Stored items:
--- START ---
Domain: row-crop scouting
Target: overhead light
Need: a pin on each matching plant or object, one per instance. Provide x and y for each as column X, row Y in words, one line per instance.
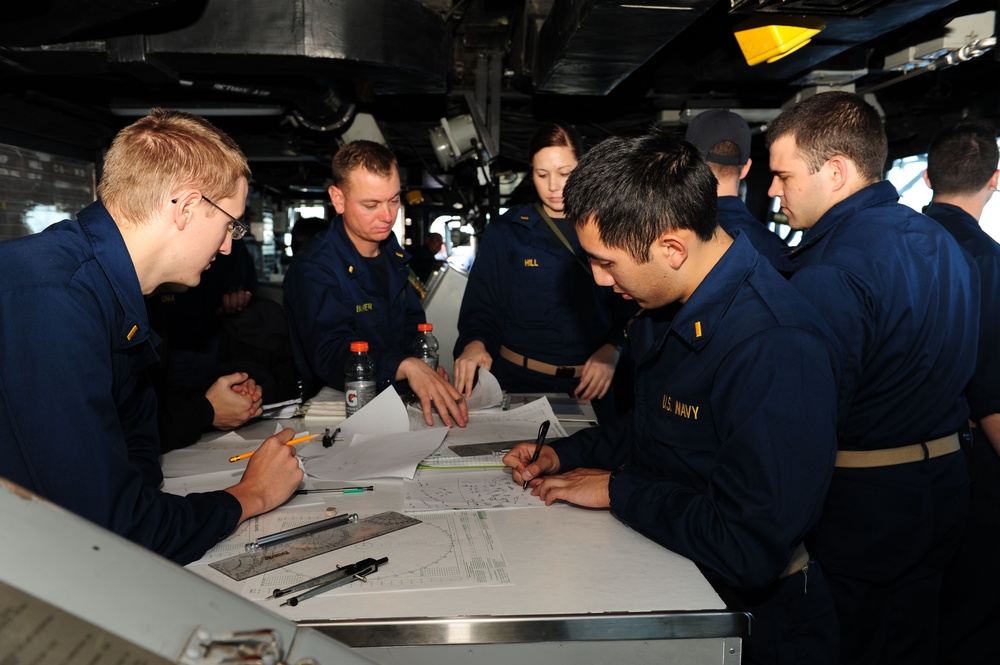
column 456, row 140
column 251, row 110
column 763, row 41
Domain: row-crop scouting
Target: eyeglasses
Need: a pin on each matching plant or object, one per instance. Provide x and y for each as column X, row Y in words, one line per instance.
column 236, row 227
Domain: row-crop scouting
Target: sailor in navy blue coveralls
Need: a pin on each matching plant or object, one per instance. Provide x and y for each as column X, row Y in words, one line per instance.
column 526, row 292
column 970, row 601
column 334, row 296
column 728, row 453
column 77, row 411
column 734, row 416
column 351, row 283
column 903, row 302
column 899, row 294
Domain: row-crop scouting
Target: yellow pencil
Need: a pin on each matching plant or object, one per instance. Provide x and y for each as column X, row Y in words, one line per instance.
column 301, row 439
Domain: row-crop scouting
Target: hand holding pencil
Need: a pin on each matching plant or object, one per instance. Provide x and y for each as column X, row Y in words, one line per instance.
column 295, row 441
column 271, row 476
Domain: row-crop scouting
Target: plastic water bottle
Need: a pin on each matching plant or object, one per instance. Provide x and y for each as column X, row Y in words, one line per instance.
column 425, row 346
column 359, row 378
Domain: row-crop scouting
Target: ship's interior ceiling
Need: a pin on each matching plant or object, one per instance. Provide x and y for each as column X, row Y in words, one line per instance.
column 290, row 79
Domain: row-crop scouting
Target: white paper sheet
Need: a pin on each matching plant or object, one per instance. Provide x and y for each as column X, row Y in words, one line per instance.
column 487, row 392
column 386, row 414
column 466, row 489
column 393, row 455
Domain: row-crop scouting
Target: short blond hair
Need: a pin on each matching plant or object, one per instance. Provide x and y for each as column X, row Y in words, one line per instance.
column 163, row 152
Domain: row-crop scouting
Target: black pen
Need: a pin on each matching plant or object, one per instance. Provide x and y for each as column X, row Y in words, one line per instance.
column 543, row 429
column 341, row 490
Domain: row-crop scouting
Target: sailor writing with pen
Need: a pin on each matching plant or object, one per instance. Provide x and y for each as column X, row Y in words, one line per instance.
column 730, row 447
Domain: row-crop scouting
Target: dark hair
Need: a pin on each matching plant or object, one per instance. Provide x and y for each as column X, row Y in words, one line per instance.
column 636, row 188
column 835, row 123
column 556, row 134
column 304, row 229
column 962, row 159
column 368, row 155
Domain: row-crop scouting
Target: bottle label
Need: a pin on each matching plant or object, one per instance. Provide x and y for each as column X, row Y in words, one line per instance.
column 357, row 394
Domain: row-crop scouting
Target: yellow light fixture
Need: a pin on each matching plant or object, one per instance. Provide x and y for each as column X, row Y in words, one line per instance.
column 762, row 41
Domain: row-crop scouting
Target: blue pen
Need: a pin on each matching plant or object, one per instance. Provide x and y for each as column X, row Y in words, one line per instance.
column 543, row 429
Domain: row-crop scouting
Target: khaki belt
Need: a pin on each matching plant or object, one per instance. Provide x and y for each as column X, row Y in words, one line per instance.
column 800, row 560
column 565, row 372
column 861, row 459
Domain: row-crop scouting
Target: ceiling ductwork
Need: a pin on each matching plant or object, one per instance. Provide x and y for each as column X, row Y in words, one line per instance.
column 392, row 46
column 587, row 47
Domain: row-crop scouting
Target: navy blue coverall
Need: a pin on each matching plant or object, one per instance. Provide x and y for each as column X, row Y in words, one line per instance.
column 903, row 302
column 970, row 597
column 734, row 216
column 731, row 446
column 334, row 296
column 77, row 411
column 528, row 293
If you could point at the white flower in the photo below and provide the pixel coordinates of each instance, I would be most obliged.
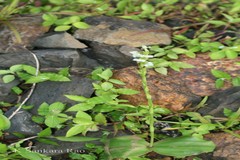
(135, 54)
(145, 48)
(149, 64)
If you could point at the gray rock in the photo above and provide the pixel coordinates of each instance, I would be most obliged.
(58, 40)
(115, 31)
(22, 123)
(49, 58)
(51, 92)
(6, 94)
(28, 28)
(110, 56)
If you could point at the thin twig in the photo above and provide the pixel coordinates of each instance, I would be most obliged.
(32, 88)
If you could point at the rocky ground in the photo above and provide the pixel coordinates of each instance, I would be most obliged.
(107, 43)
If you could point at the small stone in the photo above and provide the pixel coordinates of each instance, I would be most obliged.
(6, 94)
(58, 40)
(115, 31)
(22, 123)
(27, 28)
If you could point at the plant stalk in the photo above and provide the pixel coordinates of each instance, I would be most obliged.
(143, 74)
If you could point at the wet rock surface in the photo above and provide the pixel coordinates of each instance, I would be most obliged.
(22, 123)
(115, 31)
(28, 32)
(178, 90)
(107, 43)
(58, 40)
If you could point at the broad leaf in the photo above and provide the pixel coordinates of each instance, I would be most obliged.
(76, 98)
(76, 130)
(8, 78)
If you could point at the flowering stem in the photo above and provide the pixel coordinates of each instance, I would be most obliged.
(143, 74)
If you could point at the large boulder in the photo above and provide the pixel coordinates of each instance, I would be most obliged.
(178, 90)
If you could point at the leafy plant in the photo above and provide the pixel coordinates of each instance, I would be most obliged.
(106, 100)
(222, 77)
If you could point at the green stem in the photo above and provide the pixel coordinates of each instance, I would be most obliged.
(143, 74)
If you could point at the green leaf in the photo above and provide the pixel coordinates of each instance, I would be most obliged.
(219, 83)
(81, 107)
(106, 74)
(183, 146)
(217, 55)
(126, 91)
(236, 81)
(83, 115)
(77, 139)
(3, 148)
(17, 90)
(161, 70)
(101, 119)
(126, 146)
(43, 109)
(81, 25)
(45, 133)
(38, 119)
(4, 122)
(183, 65)
(179, 50)
(116, 81)
(76, 130)
(16, 68)
(76, 98)
(5, 72)
(62, 28)
(53, 121)
(47, 141)
(220, 74)
(37, 79)
(29, 69)
(231, 54)
(106, 86)
(63, 21)
(8, 78)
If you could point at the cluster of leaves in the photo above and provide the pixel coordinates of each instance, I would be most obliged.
(205, 42)
(27, 74)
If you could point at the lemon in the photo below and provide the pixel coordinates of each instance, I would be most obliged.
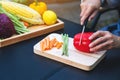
(49, 17)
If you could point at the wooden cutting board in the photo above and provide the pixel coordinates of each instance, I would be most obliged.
(34, 31)
(81, 60)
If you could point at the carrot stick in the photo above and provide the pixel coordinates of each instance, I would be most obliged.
(56, 43)
(47, 43)
(42, 45)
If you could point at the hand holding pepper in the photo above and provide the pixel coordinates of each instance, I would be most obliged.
(38, 6)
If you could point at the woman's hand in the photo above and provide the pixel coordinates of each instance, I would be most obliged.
(89, 8)
(103, 40)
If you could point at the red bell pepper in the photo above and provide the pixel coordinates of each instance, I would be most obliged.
(84, 46)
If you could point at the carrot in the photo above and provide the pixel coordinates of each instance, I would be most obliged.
(47, 43)
(52, 42)
(42, 45)
(56, 43)
(26, 24)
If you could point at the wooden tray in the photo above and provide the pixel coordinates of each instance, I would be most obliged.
(81, 60)
(34, 32)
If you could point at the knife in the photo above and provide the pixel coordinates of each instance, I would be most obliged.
(83, 30)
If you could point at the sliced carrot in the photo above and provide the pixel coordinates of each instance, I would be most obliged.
(52, 42)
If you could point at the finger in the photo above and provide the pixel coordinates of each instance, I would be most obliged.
(83, 8)
(104, 46)
(87, 12)
(96, 35)
(98, 41)
(93, 15)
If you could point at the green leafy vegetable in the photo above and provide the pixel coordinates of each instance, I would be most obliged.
(19, 26)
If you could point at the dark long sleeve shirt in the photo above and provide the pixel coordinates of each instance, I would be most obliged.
(113, 3)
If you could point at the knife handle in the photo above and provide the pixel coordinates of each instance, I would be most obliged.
(86, 21)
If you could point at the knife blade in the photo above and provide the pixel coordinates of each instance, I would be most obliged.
(83, 30)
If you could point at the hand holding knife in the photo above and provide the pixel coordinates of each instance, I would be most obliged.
(83, 29)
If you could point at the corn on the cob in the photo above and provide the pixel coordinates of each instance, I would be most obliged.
(24, 12)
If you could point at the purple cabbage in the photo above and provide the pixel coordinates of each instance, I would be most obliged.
(6, 26)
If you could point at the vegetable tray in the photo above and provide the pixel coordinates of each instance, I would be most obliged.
(75, 58)
(34, 31)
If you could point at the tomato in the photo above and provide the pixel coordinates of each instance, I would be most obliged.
(84, 46)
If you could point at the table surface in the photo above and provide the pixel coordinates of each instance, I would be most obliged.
(18, 62)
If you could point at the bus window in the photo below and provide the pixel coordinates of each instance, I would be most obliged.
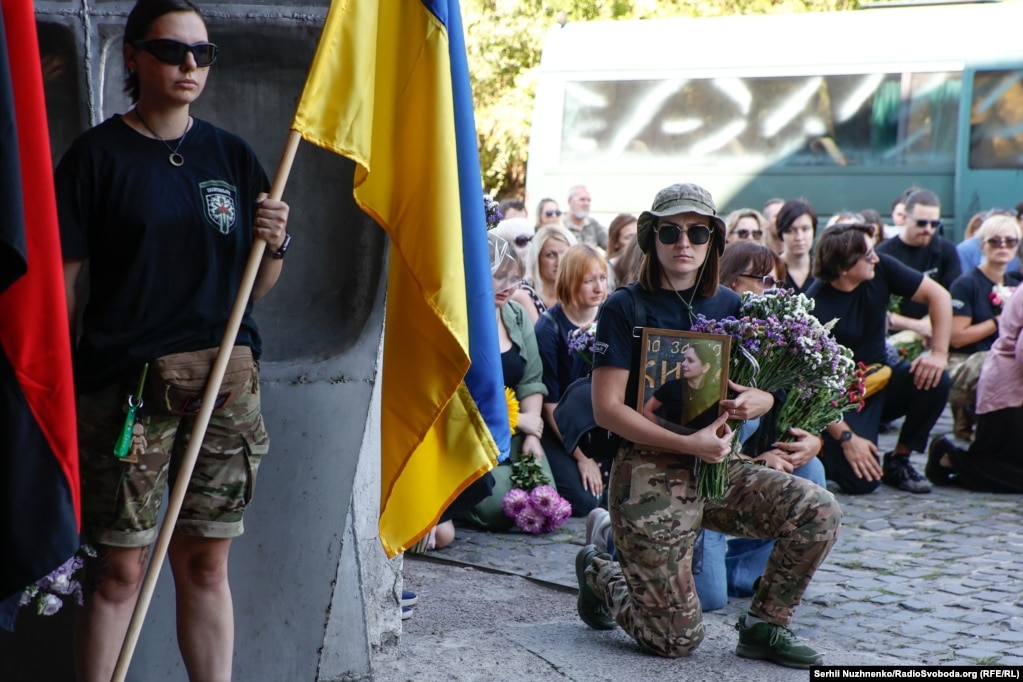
(858, 120)
(996, 121)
--- END ---
*About this exercise*
Reproduce the lines above, beginning at the line with "Target: blue pen" and stopping after the line with "Target: khaki belt", exactly as they are.

*Output below*
Target: blue pen
Need: a pin on each matching plant or object, one per instance. Provide x and y for each as column X, row Y in words, one line per instance.
column 543, row 429
Domain: row-crop scouting
Target: khaki belt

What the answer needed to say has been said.